*DOCUMENT PASSAGE*:
%%

The Sealy Sleep Census 2018 has revealed that Australians believe that getting enough sleep
would make the biggest improvement to their life. This is above other desires including earning more money, working fewer hours and having an extra
hour in the day.
Daniel Green, Research and Development Manager at Sealy, and his team of engineers at the only Australian NATA (National Association of Testing Authorities) approved mattress testing facility, have spent years determining what can help people get to sleep quicker and keep them asleep longer.
Some key components that Daniel and his team have uncovered, and that have been supported by the 2018 Sealy Sleep Census, are temperature, mattress suitability as well as overall comfort.
Tossing and turning
Of those involved in the Sealy Sleep Census, more than 4 in 5 have trouble getting to sleep or staying asleep during the night. Almost a third (32 per cent) have trouble getting to sleep, and of the 70 per cent who wake up during the night, 35 per cent report difficulty getting back to sleep.
Many external elements can cause sleeplessness and sleep disturbances, including stress and lifestyle factors. While a mattress can’t allay external concerns, we do what is within our control to help Australians reduce tossing and turning and, in turn, get a better, more restorative night’s sleep.
While Daniel says no bed is able to suit every human body and its unique needs, Sealy mattresses undergo rigorous testing and are offered across a range of comfort levels.
"The interface and contact between the human body and the mattress is a key aspect of comfort and is one that is tested extensively. To do this, Sealy utilises pressure mapping technologies to really understand how the mattress is interacting with the human body. High pressure on parts of the body is a key factor to tossing and turning throughout the night. The team of Sealy engineers work endlessly so that the right pressure relieving components can be introduced to their range of mattresses.

%%

*PROBLEM TO SOLVE*: Can you transcribe the stretch of the Sealy Sleep Census article from "The Sealy Sleep Census 2018" through "in the day.", word for word?

*SUPPLIED MATERIAL*:
%%

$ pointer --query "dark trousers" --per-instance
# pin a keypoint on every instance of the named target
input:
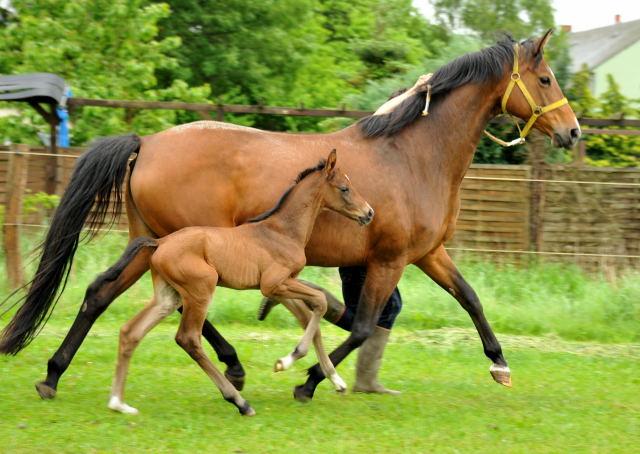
(352, 283)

%%

*RESPONSE BOX*:
The Sealy Sleep Census 2018 has revealed that Australians believe that getting enough sleep
would make the biggest improvement to their life. This is above other desires including earning more money, working fewer hours and having an extra
hour in the day.